=== ASSIGNMENT ===
Each line of data below must be printed exactly as written, with any pictures removed.
═══ RECORDS ═══
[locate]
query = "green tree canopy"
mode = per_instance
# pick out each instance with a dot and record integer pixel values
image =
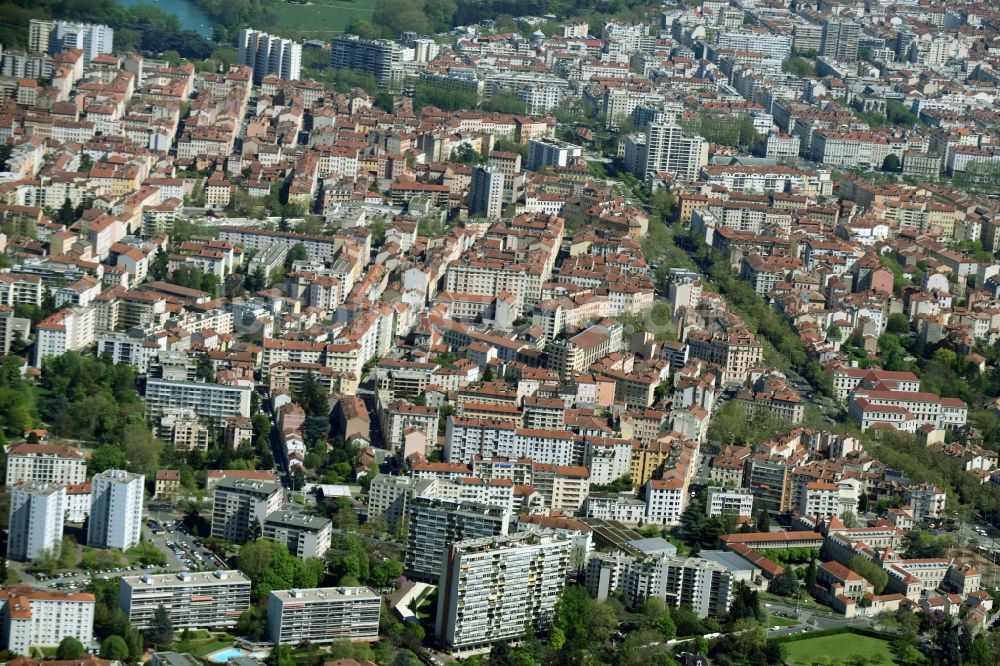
(114, 648)
(161, 629)
(70, 649)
═══
=== ANSWER FOR THE TASK ===
[locate]
query = "green tree canopy"
mode = per_instance
# pick out each instance with a dot and record integer pixel values
image =
(114, 648)
(161, 629)
(70, 649)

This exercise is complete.